- _EXERCISE_
Return each line of the listing exactly, though without its images.

☆ ☆ ☆ ☆

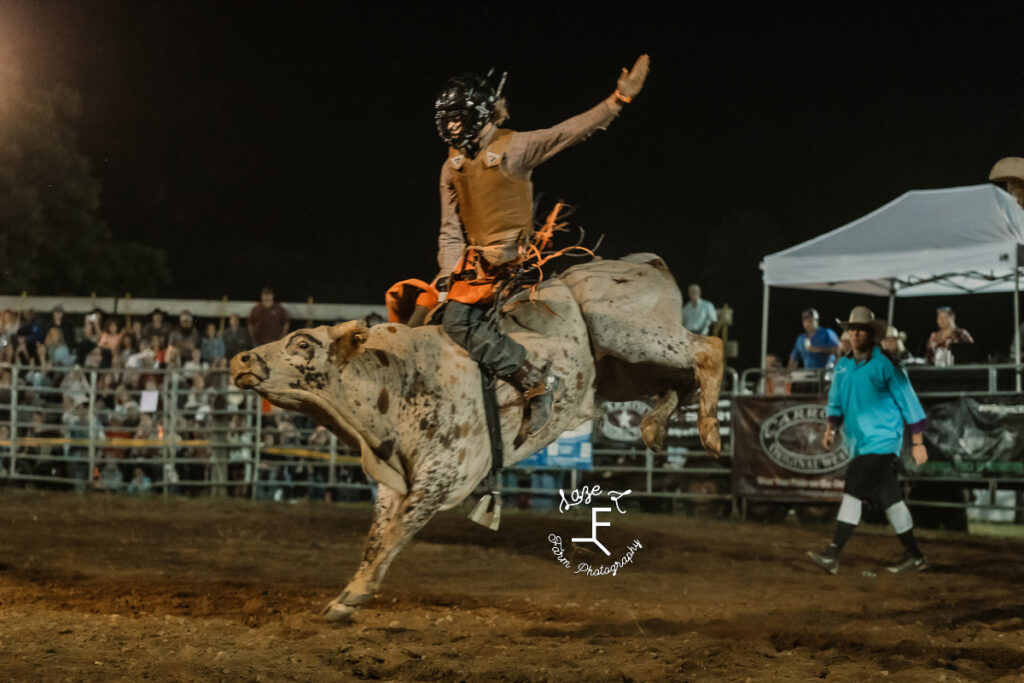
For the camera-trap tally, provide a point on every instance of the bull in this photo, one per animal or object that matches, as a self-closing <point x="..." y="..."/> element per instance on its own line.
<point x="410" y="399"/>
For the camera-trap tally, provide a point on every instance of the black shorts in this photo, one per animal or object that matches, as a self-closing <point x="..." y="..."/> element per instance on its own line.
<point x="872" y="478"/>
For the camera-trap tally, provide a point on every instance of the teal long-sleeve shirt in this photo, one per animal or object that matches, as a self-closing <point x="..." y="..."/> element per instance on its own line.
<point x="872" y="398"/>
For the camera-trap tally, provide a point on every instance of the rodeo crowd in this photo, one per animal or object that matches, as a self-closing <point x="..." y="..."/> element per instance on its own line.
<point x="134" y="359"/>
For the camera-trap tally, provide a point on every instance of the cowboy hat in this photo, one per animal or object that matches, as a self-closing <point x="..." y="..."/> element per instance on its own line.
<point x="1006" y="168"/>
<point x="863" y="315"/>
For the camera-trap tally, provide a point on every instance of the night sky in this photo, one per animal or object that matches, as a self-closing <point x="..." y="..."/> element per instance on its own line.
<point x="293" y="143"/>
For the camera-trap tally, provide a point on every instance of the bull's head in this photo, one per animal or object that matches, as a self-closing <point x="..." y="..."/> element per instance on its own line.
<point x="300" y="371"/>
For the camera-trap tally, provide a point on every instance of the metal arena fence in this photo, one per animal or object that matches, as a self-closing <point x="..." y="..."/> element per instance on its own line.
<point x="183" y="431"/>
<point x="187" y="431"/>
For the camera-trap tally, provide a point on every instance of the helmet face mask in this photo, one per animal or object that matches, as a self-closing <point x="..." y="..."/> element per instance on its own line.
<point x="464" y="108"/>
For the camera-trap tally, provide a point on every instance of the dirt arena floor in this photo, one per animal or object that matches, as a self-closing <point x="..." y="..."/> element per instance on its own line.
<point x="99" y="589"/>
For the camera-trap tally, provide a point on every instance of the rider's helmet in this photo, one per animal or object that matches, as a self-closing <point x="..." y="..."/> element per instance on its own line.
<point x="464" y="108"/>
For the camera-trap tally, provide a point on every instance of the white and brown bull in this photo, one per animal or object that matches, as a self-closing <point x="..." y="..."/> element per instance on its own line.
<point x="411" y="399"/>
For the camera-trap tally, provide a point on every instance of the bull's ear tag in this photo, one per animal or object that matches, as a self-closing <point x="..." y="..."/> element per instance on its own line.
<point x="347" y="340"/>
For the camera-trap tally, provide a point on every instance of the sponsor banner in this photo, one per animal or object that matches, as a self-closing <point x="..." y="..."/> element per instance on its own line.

☆ ☆ ☆ ☆

- _SOLVED PROBLEM_
For the camera-trap tally, provide a point on every instance of the bull in this photo, one per animal or object that matches, as a self-closing <point x="..." y="..."/> element per instance on its own line.
<point x="410" y="399"/>
For the camera-trap tally, provide a point on every instance of the black shorts in this photo, one per animal or object that matches, as a self-closing <point x="..." y="..."/> element per instance on its own line.
<point x="872" y="478"/>
For the camera-trap tally, provide a point on every instance of the teal long-sleeve shirt in this photo, one per animal or object that matches, as a self-closing <point x="..." y="..."/> element per instance on its own line.
<point x="872" y="398"/>
For the camera-trap tally, provide a point on every instance of the rodeo crowd in this photo, one per animal or object that matches, as a self-closing <point x="..." y="..."/> element per instance on its own line.
<point x="134" y="359"/>
For the camera-trap tally, provide a point on every instance of the cowboy hat in this photo, one per animal or object that matches, as a self-closing <point x="..." y="..."/> element per instance on its own line.
<point x="1006" y="168"/>
<point x="863" y="315"/>
For the camera-trap tally, provide a point on every instance of the night sky in this photo, one per animal or object that matches, as a self-closing <point x="..." y="..."/> element per instance on its own line.
<point x="293" y="143"/>
For the camera-trap tally, provide a point on every instance of the bull's head in this photo, one per animal or object that matches, as a self-closing <point x="..." y="..."/> element per instance on its own line.
<point x="300" y="371"/>
For the camera-trap tally, provide a point on every instance of the metal arena fence in this photo, one per animal or object that matches, as a self-closing <point x="..." y="..."/> element per instance on its own line.
<point x="183" y="431"/>
<point x="187" y="431"/>
For the camera-trap tally, provide a point on every instance of the helmet face mask in this photo, one per animal or object that matches, as a self-closing <point x="..." y="..."/> element per instance on its own line.
<point x="464" y="108"/>
For the camera-trap tally, provide a point on every instance of the dirt arena floor in this photo, one per animal or object that matches, as a self-closing <point x="..." y="..."/> element per instance on its own line.
<point x="99" y="589"/>
For the camera-trap tally, provide a point on every instance of the rider's helmet in this photo, one per animal or object that matches, as a self-closing <point x="..." y="..."/> element per instance on its own line.
<point x="464" y="108"/>
For the camera-trap tally, provide a point on every instance of the white and brown bull in this photo, one per animal or object that matches, as a self-closing <point x="..." y="..."/> element per instance on its own line.
<point x="411" y="399"/>
For the camera-trap tally, provide a point on every instance of the bull's ear tag in this photo, one per animal or object that matches, as a self-closing <point x="..." y="..."/> element per instance on its own line.
<point x="347" y="340"/>
For the camera-trap tally, provide a point on every instance of the sponsor banner in this photo, one per animal or object that matches, as a self-closing <point x="..." y="..."/> element per instance on its own line.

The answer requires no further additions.